## Given task A:
Output the entire blog post excerpt below word for word.

** Begin Selected excerpt **

However, I'm not here to complain. I am thankful for the person I have become, I just need to remember that people do love and care about me and even if they didn't God cares. He is the real place for worth. I'm too tired to be coherent. Screw you. lol

Saturday, January 8, 2011

Pornography

I feel that it is finally the right time for me to write about this subject. It's a subject that plagues me, to be honest. It makes me feel dirty and unworthy of pretty much everything. This is saying something since, when I really look at myself, I would not bring the same relationship problems we are told most guys bring. This is due mostly to temperament and not really due to my trying terribly hard. I'm easy to get along with because that's kind of how I'm built. I naturally tend towards the peaceful route and this has its own problems. However, that's not what this post is about.

** End Selected excerpt **
** Begin Records for this task **

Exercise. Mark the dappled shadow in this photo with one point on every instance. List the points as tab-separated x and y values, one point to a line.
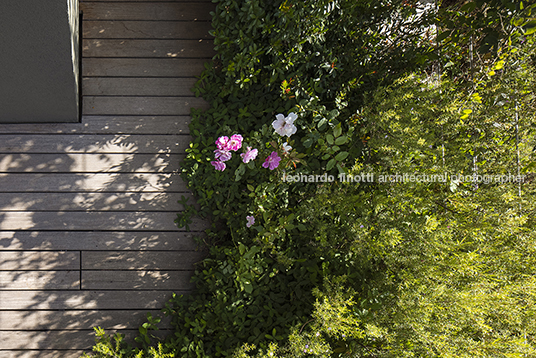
71	206
87	233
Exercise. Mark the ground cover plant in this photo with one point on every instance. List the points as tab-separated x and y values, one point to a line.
316	248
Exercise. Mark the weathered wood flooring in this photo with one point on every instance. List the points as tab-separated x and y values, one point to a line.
87	235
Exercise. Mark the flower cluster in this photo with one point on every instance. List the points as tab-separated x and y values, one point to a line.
225	146
284	126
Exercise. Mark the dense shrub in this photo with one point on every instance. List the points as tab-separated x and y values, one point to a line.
363	268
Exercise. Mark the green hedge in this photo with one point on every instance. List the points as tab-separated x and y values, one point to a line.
362	269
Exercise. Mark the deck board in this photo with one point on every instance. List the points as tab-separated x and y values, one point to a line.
75	319
87	210
93	220
98	240
92	201
201	49
174	124
142	67
91	182
103	105
146	30
172	87
90	163
88	143
164	11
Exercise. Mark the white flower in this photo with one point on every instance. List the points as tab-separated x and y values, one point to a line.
286	148
284	126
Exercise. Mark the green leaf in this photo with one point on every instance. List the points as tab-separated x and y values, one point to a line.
530	27
337	131
331	164
341	140
469	7
443	36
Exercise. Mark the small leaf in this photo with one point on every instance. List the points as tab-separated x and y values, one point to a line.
337	131
341	140
331	164
469	7
443	36
530	27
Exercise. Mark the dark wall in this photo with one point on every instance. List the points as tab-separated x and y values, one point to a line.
38	61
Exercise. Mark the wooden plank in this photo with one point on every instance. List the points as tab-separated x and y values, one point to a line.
100	220
141	105
92	182
39	260
92	201
147	11
88	143
146	30
148	86
42	353
97	300
90	163
202	49
77	319
57	340
97	240
187	1
39	280
137	280
108	125
141	260
143	67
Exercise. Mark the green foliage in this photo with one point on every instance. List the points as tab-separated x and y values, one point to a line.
313	58
366	268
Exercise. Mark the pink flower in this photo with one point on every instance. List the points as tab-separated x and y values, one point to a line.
221	142
286	148
251	221
250	154
219	165
284	126
272	161
222	155
235	142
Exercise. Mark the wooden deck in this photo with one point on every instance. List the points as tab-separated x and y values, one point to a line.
87	235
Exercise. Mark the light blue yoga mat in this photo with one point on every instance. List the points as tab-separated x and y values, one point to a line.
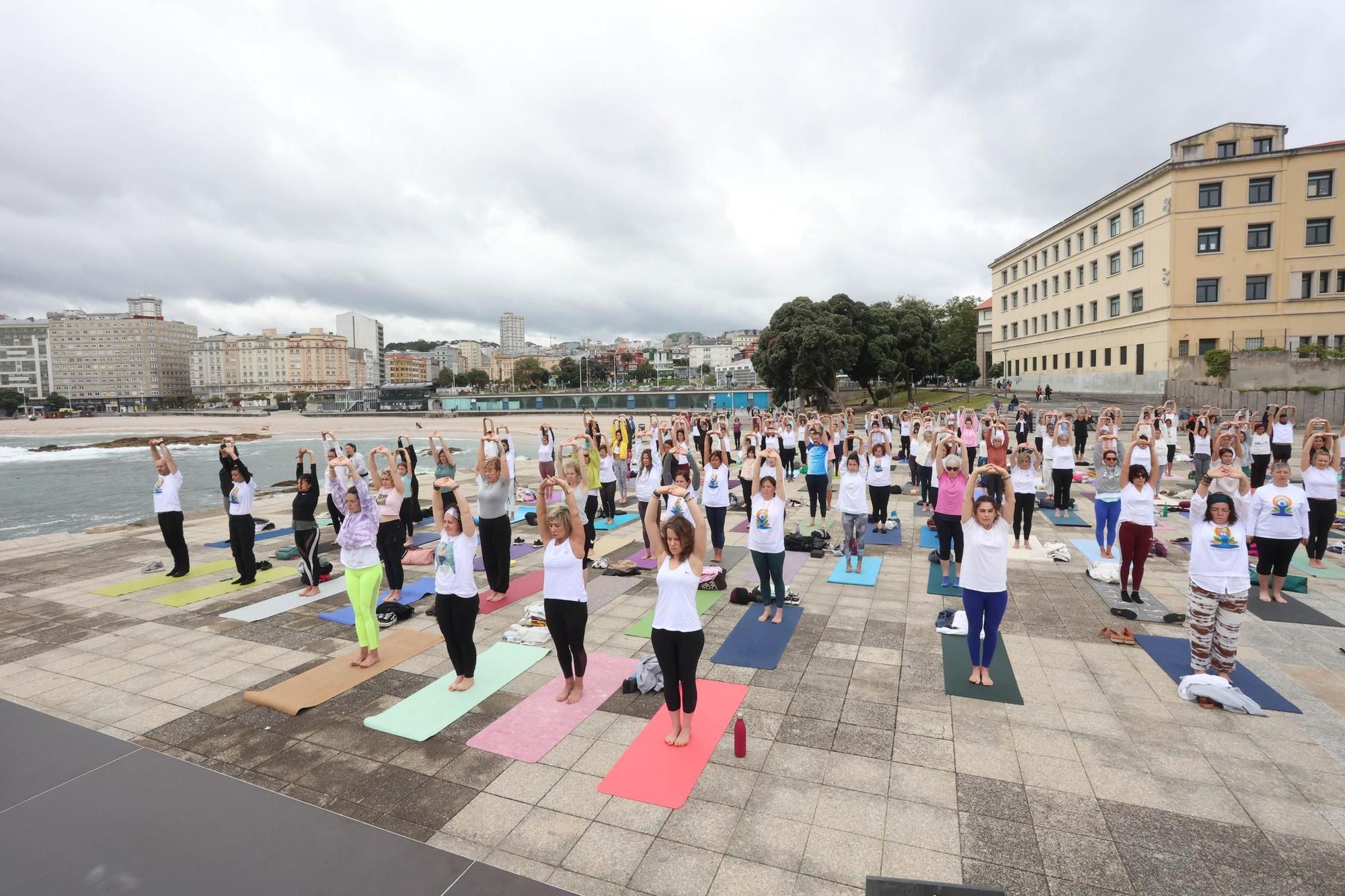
435	706
868	577
1089	548
755	643
411	594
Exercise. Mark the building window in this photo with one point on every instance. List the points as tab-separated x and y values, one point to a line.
1258	287
1260	190
1319	232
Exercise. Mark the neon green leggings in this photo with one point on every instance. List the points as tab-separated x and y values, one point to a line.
362	589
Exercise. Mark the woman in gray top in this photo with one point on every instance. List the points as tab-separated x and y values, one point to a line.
493	494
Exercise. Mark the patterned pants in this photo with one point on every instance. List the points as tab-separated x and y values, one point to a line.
1214	622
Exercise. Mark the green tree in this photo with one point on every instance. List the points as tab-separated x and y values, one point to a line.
10	401
802	350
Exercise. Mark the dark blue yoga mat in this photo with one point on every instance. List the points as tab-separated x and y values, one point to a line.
411	594
758	645
1174	657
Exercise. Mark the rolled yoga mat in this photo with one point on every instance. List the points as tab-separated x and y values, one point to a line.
284	603
644	627
337	676
652	771
755	643
161	579
535	727
1174	657
435	706
957	670
868	577
1295	611
219	588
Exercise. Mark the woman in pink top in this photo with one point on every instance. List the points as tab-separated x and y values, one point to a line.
948	512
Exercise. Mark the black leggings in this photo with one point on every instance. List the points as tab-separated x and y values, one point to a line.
1321	514
679	653
879	497
170	524
457	618
1024	503
1062	479
1273	556
243	532
567	620
817	494
496	533
306	540
950	533
392	537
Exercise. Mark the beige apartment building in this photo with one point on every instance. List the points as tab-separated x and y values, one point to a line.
110	361
1234	243
271	364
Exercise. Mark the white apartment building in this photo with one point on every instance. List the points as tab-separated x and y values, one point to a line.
25	358
134	360
512	331
365	333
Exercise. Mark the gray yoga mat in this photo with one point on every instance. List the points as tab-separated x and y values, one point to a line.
1149	611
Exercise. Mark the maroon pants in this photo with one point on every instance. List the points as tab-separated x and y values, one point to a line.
1135	551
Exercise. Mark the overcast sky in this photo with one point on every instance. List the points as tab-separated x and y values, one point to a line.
602	169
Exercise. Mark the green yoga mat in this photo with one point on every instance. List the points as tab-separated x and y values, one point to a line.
935	585
217	588
957	669
644	627
1299	584
435	706
159	579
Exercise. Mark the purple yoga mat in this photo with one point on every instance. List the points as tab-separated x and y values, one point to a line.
516	552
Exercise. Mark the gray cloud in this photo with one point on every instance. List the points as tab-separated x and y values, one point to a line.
603	170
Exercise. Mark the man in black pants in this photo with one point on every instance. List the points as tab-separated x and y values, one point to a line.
169	506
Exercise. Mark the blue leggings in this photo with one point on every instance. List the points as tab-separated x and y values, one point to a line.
985	610
1108	513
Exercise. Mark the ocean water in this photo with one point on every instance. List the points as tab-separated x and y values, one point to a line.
73	490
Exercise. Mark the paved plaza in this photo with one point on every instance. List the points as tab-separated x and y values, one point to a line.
859	763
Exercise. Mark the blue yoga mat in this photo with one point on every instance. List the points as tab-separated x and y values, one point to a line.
758	645
411	594
1174	657
868	577
1089	548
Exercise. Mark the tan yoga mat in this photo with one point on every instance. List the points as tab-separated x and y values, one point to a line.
336	677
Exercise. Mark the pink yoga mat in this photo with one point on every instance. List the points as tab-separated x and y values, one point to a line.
518	589
535	727
652	771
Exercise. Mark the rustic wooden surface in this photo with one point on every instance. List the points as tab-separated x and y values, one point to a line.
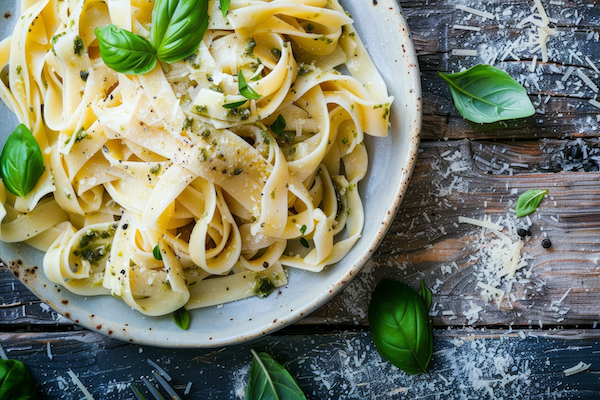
463	169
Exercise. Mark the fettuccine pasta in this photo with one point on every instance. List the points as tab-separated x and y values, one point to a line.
157	194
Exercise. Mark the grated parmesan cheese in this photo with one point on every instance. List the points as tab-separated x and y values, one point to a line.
464	52
577	369
587	80
476	222
473	11
80	385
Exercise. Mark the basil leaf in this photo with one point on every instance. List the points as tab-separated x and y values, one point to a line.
529	201
235	105
278	126
246	90
15	381
182	318
425	294
156	253
21	162
270	381
125	52
400	326
486	94
224	6
178	27
304	242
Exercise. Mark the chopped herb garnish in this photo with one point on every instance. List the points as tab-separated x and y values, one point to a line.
246	90
235	105
78	46
279	125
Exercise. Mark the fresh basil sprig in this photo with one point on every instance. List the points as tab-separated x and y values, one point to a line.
486	94
125	52
270	381
246	90
182	318
177	30
21	162
15	381
224	6
400	326
178	27
529	201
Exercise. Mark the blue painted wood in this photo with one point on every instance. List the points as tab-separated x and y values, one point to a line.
467	364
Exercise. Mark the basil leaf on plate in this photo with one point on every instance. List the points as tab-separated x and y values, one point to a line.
224	6
529	201
15	381
182	318
125	52
400	326
21	162
246	90
178	27
270	381
486	94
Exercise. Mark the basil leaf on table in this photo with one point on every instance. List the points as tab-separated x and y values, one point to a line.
182	318
246	90
15	381
529	201
178	27
125	52
21	162
270	381
485	94
400	326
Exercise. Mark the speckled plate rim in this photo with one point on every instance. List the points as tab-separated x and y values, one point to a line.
407	101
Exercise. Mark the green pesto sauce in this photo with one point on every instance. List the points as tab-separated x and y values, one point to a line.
264	287
78	46
91	251
287	136
249	49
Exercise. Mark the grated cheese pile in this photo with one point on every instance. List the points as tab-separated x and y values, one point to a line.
497	259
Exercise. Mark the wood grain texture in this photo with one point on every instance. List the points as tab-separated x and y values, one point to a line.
338	365
566	113
426	239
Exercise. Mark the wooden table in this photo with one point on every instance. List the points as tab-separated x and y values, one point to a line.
517	349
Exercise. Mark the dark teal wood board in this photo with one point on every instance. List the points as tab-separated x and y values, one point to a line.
467	364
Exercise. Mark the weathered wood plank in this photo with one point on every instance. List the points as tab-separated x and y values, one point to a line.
425	241
344	365
565	113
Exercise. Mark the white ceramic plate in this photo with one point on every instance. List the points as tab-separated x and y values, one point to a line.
383	29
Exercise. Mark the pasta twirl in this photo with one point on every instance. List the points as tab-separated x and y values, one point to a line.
164	161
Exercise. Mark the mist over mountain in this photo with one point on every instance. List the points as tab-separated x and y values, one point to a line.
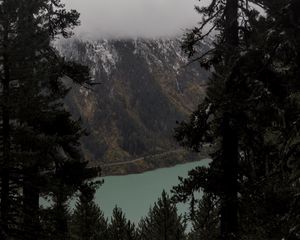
146	86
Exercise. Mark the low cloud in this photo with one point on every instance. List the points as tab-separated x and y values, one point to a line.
134	18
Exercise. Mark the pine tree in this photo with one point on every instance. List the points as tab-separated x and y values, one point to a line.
120	228
162	222
258	91
205	221
88	221
39	138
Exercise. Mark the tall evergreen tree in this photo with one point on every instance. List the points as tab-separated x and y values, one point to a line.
163	222
120	228
38	136
248	113
88	221
205	220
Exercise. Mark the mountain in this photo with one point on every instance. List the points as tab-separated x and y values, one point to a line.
146	86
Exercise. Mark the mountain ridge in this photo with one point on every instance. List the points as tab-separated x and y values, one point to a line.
146	86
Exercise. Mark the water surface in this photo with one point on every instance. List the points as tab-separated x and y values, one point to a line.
135	193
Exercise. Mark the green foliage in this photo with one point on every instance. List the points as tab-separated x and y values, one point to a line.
88	221
120	228
162	222
256	84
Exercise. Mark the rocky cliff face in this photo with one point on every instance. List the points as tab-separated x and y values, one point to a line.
145	88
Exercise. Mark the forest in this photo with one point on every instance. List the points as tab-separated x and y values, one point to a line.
250	116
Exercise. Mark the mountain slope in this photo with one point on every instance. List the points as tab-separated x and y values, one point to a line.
145	88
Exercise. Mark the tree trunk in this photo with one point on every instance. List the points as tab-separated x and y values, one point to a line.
229	206
31	204
5	170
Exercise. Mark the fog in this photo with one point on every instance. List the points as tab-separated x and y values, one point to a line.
134	18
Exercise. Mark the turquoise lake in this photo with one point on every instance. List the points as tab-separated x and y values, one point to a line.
136	193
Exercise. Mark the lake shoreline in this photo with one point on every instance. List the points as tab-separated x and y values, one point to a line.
147	164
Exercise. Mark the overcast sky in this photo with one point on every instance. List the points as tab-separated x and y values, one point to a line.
134	18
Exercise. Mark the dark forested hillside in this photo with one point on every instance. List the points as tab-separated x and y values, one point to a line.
145	88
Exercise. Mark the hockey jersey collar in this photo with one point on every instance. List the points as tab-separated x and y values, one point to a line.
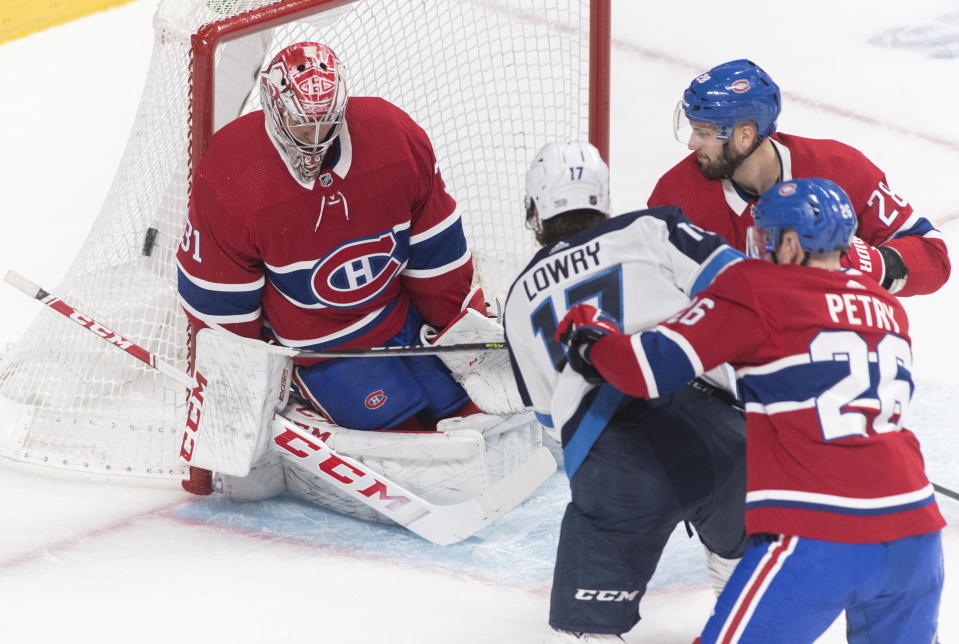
340	168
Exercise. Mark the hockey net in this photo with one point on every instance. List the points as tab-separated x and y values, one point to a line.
490	81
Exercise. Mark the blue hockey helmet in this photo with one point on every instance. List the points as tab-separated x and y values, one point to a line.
817	209
731	93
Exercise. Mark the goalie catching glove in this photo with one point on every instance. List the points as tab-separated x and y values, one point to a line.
579	330
882	263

** End Records for this task **

## Given task B:
Tally the lines in the rows above that contain the string "building", matching case exactly, and give only the number.

## Written solution A:
However, I'm not here to complain. I am thankful for the person I have become, I just need to remember that people do love and care about me and even if they didn't God cares. He is the real place for worth. I'm too tired to be coherent. Screw you. lol

Saturday, January 8, 2011

Pornography

I feel that it is finally the right time for me to write about this subject. It's a subject that plagues me, to be honest. It makes me feel dirty and unworthy of pretty much everything. This is saying something since, when I really look at myself, I would not bring the same relationship problems we are told most guys bring. This is due mostly to temperament and not really due to my trying terribly hard. I'm easy to get along with because that's kind of how I'm built. I naturally tend towards the peaceful route and this has its own problems. However, that's not what this post is about.

## Written solution B:
3